■ Extracted entries:
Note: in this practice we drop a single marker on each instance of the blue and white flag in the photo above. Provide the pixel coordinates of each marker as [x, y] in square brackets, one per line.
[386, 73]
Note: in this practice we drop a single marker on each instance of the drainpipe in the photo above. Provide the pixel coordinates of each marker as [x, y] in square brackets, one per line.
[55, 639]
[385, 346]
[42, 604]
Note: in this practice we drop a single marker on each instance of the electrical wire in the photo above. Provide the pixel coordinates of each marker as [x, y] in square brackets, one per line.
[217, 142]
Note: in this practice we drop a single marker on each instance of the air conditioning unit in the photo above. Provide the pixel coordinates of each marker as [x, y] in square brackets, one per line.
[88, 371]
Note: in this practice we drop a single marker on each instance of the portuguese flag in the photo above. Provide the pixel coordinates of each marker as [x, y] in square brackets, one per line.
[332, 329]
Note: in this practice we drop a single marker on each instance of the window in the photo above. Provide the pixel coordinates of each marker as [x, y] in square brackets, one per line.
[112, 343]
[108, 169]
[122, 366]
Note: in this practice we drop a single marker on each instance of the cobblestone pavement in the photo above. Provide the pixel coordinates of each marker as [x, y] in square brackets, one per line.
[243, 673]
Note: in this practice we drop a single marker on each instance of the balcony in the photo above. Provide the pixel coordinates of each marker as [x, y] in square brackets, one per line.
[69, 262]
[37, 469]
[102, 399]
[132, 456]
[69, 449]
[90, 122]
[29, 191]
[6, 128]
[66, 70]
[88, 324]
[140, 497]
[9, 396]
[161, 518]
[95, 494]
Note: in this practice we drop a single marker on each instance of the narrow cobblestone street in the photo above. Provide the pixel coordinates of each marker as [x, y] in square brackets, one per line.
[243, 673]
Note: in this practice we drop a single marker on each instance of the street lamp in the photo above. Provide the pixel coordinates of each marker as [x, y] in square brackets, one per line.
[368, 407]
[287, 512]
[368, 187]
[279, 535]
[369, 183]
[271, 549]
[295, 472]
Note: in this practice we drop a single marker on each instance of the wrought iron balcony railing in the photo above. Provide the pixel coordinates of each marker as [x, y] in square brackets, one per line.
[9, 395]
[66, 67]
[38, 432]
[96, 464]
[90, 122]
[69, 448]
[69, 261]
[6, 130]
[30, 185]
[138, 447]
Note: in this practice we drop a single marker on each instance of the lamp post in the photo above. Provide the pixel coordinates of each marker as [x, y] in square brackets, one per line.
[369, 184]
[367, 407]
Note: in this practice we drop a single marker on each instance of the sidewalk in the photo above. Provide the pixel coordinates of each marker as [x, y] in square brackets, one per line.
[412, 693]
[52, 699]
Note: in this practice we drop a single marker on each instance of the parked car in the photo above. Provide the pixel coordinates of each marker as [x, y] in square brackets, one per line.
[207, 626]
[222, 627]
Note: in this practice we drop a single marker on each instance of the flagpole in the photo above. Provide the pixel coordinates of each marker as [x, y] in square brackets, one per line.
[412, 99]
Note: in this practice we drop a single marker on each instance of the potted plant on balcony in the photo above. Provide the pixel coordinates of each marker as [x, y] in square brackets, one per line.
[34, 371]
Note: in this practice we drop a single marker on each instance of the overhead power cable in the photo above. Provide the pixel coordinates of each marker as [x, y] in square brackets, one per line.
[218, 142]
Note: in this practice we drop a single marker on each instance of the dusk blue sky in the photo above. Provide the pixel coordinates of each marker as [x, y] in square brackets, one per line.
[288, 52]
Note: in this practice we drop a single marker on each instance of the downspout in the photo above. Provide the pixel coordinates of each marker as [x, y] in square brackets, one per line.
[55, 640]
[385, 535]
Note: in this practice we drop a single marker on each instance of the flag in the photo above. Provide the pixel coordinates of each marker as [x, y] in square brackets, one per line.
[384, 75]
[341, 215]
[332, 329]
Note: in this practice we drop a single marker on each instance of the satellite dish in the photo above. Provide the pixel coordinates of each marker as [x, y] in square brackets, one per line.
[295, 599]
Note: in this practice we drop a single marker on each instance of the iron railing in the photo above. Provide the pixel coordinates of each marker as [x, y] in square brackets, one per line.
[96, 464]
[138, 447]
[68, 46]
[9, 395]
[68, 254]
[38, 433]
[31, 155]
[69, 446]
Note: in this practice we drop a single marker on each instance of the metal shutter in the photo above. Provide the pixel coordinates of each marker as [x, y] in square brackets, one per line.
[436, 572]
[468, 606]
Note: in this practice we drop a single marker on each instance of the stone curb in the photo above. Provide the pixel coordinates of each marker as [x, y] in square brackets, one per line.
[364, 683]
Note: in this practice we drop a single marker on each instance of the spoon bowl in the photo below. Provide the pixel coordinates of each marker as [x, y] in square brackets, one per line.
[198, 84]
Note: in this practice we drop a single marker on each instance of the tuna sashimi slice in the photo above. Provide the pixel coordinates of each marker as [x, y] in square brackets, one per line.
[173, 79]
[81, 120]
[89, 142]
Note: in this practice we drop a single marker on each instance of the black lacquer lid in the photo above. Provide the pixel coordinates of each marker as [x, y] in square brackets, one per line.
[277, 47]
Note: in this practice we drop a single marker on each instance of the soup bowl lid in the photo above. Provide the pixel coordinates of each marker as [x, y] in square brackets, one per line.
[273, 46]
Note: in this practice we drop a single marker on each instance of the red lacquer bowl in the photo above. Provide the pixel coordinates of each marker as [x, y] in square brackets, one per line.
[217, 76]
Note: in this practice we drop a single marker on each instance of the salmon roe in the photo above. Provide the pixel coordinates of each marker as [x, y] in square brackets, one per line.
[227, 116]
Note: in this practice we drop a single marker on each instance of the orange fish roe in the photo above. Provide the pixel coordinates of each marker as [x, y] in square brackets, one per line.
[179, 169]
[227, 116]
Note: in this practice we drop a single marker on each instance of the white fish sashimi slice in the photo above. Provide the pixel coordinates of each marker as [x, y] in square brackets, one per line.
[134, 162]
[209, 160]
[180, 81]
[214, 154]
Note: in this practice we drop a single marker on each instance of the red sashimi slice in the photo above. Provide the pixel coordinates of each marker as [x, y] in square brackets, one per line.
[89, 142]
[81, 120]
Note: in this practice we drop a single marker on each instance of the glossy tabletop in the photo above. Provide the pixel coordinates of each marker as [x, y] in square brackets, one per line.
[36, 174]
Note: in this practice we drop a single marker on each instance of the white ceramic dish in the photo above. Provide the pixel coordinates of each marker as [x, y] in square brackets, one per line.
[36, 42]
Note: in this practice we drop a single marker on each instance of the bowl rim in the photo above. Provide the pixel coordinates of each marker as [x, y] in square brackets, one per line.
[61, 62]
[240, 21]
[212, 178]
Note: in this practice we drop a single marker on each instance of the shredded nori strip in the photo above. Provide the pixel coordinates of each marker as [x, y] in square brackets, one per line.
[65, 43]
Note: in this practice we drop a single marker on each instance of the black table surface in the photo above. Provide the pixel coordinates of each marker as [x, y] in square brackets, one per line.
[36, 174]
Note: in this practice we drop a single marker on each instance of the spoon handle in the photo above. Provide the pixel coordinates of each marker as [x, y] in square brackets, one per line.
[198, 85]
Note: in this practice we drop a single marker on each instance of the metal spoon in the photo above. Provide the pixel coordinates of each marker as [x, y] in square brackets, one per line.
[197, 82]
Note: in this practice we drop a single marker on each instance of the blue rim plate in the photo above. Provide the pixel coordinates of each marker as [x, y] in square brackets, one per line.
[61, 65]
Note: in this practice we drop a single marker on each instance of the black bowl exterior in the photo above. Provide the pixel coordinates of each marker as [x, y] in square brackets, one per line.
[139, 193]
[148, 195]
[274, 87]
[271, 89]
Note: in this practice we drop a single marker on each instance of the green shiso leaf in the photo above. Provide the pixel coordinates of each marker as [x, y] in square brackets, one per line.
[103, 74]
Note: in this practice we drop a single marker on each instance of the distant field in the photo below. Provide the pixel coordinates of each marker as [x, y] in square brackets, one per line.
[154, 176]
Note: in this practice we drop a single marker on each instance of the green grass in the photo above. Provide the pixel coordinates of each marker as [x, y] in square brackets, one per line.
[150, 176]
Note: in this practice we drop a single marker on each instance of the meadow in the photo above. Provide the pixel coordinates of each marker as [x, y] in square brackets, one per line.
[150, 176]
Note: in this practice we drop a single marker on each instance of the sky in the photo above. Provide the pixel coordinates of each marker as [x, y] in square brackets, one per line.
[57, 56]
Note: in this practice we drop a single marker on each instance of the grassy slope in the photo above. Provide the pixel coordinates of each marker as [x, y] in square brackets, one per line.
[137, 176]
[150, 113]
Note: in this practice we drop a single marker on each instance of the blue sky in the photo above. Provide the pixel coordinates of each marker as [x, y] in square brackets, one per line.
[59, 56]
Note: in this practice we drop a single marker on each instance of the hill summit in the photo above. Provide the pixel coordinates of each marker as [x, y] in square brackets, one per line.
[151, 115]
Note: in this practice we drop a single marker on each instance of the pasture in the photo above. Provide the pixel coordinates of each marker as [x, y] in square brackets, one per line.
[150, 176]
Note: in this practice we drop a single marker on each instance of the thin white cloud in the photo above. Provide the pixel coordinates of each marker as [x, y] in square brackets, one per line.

■ Task goal: Transcribe word for word the lines from the one holding "of the distant" to the last line of the listing above, inclusive.

■ Result for this task:
Note: in this practice we drop a single marker on each instance of the distant field in the photo below. Provide the pixel coordinates of each marker as [x, y] in square brackets, one per line.
[154, 176]
Note: in this practice we drop a single marker on each instance of the green grass in the photo above. Provide the pixel coordinates of each marker as [x, y] in square brackets, one per line.
[150, 176]
Note: in this practice we drop a single marker on each instance of the meadow in the photo above. Provide the pixel coordinates of each marker as [x, y] in square brackets, one per line.
[150, 176]
Note: in this practice we drop a single marker on each instance of the sky in the photo above. Provide the pixel coordinates of each marker as [x, y] in square brackets, one per line.
[57, 56]
Note: in this practice we drop a single marker on each instance of the grassy slope in the photo above. Provide the pixel coordinates of each marker as [x, y] in square brackets, one per line.
[137, 176]
[150, 113]
Note: in this practice we drop a single marker on each instance of the blue sky in the photo above. Provide the pixel coordinates of each marker as [x, y] in square brackets, one per line.
[59, 56]
Note: in this practice we drop a single marker on each instance of the hill summit in the photo above. Provide the pixel coordinates of each marker as [x, y] in square brackets, one per line.
[151, 115]
Note: in this practice we drop a single marker on each instance of the pasture in the photo above. Provide the pixel coordinates of each marker as [x, y] in square brackets, one per line.
[150, 176]
Note: in this practice we drop a single marker on each instance of the thin white cloud in the photo above. Provide the pixel coordinates of each marker as [x, y] in square brackets, one per line.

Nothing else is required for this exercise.